### Work order:
Sort through the data and copy the lines holding the word "target".

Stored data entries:
--- --- ---
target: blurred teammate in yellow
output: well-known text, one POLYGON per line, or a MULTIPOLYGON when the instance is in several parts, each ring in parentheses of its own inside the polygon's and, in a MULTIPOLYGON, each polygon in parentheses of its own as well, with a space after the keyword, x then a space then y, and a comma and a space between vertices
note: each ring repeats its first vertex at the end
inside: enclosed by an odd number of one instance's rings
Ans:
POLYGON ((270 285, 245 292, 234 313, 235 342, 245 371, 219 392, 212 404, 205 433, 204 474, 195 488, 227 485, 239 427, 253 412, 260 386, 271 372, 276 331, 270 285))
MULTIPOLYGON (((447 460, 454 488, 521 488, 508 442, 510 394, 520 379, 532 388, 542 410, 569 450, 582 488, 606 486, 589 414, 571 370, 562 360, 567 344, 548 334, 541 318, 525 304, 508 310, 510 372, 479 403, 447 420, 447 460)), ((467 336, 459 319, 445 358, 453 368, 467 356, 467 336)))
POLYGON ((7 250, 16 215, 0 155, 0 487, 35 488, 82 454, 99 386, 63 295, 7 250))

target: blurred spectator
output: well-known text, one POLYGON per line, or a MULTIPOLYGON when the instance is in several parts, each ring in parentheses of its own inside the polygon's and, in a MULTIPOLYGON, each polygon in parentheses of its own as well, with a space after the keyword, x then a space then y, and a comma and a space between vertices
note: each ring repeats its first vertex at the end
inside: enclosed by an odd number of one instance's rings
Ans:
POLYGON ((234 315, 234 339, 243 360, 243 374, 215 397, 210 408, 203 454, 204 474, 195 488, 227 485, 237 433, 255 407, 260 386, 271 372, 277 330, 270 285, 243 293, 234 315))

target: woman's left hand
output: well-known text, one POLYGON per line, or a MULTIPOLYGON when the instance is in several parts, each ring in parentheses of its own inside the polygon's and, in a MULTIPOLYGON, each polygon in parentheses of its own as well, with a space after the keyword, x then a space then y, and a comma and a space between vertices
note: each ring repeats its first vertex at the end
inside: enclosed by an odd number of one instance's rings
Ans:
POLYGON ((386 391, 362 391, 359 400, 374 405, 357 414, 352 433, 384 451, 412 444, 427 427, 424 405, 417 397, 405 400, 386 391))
--- --- ---
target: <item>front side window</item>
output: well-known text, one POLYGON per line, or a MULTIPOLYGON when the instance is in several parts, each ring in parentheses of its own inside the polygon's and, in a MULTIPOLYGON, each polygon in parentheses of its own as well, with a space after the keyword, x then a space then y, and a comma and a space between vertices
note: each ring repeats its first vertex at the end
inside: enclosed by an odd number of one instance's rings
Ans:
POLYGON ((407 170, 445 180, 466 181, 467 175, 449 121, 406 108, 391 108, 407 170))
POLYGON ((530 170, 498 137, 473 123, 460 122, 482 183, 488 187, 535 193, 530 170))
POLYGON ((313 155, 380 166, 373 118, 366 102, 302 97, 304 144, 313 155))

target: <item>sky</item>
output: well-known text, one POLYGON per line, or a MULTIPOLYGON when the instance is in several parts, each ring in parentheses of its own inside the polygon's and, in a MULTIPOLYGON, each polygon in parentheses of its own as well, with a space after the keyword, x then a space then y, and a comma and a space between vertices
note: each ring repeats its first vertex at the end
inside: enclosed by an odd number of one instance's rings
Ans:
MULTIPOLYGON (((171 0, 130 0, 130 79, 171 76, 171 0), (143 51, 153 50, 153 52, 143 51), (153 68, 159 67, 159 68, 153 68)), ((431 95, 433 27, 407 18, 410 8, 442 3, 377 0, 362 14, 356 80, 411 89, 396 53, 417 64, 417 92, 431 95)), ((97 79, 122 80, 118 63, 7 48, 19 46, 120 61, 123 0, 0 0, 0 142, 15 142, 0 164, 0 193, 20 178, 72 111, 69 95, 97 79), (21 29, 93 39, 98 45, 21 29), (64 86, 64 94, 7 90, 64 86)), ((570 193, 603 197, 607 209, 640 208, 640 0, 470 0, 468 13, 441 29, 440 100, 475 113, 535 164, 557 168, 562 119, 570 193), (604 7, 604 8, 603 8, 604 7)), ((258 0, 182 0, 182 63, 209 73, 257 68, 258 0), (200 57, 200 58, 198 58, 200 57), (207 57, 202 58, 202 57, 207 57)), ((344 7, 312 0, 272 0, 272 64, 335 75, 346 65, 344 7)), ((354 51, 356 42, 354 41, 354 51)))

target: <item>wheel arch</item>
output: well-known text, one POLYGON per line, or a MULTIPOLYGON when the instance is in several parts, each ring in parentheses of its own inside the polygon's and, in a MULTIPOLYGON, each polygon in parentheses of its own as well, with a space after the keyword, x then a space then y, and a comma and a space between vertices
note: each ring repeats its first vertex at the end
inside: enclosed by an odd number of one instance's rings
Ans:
--- --- ---
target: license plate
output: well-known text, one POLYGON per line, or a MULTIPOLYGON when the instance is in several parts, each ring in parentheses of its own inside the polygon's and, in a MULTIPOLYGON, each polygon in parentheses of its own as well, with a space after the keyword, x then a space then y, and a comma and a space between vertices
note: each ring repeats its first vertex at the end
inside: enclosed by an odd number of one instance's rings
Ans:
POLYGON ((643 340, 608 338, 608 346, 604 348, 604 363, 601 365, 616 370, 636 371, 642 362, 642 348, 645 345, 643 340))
--- --- ---
### Exercise response:
target: blurred teammate in yellow
target: blurred spectator
target: woman's left hand
target: <item>front side window</item>
target: <item>sky</item>
target: <item>wheel arch</item>
target: license plate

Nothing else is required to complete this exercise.